- _Aim of the task_
Restate word for word the lines of the records below, starting at the line that contains "Exercise. Point to the toasted" and ending at the line that contains "Exercise. Point to the asparagus", with both of those lines included and nothing else.

--- START ---

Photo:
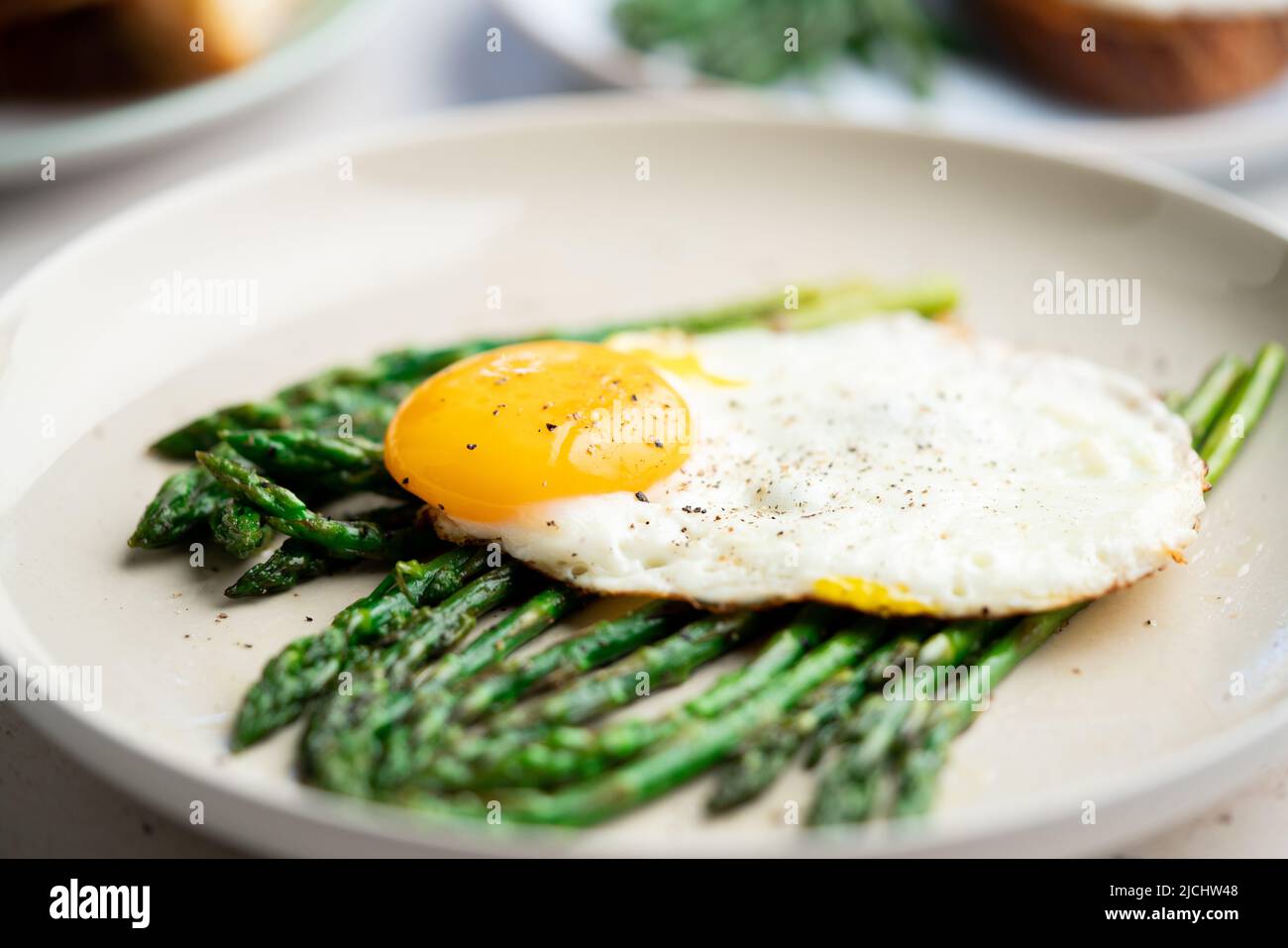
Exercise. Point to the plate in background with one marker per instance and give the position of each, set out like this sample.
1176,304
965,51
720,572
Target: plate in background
81,136
967,98
1128,708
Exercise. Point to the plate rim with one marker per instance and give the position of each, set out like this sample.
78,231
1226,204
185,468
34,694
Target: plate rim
142,769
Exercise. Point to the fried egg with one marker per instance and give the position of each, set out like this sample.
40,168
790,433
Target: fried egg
889,464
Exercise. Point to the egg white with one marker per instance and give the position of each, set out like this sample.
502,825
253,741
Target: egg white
954,473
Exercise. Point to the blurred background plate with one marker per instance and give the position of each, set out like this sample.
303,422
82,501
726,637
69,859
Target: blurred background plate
84,134
1129,707
967,97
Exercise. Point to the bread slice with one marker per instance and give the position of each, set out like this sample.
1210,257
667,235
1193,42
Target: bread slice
233,33
1151,55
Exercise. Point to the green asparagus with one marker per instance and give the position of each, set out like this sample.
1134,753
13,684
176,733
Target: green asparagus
287,514
343,742
568,754
308,666
412,749
694,750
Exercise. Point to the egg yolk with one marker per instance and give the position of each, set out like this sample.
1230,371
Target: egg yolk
536,421
872,596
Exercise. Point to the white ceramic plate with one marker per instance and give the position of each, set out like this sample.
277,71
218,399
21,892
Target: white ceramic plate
969,97
1128,708
80,136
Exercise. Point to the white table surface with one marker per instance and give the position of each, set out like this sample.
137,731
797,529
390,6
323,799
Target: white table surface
429,55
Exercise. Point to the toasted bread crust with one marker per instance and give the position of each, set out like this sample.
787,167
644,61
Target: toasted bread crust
1141,63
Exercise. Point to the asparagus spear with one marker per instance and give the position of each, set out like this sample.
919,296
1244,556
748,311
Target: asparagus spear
666,664
921,767
1219,440
1201,408
299,561
768,755
239,527
1241,410
291,563
342,745
411,749
437,689
694,750
850,788
184,501
309,665
303,453
287,514
568,754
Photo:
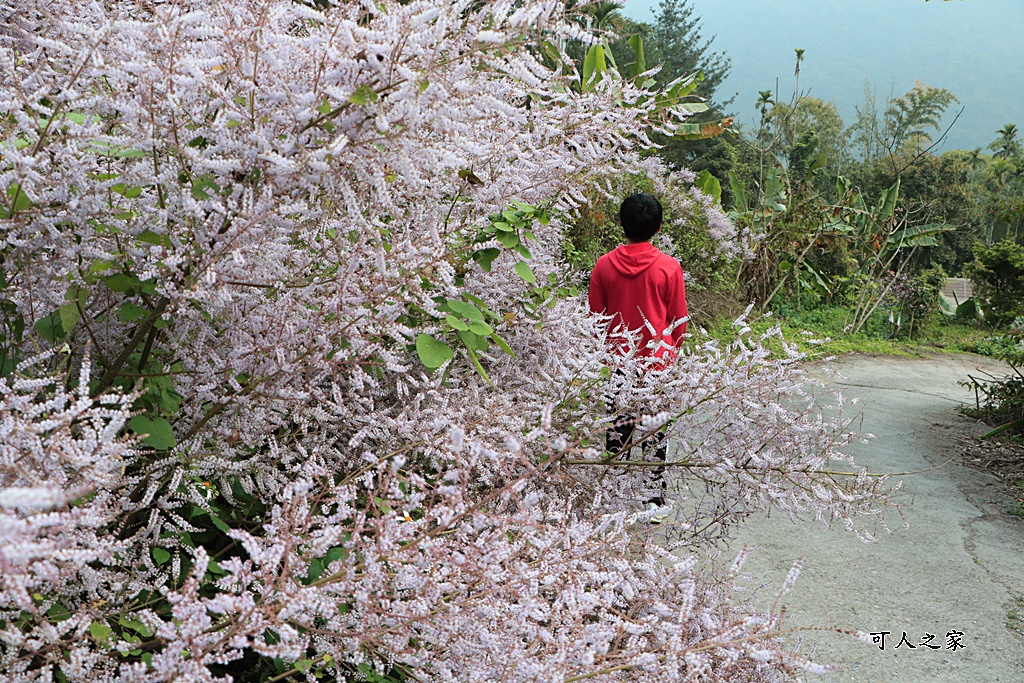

--- END ---

- _Solution to the problem_
Exercise. Point to the toasted bread crust with one marker per instance and give the position of each, set out like this sample.
787,167
644,61
Target: toasted bread crust
1141,63
Exercise. Point to the asparagus spear with one marker per instance and give the position of each, set out like this sample.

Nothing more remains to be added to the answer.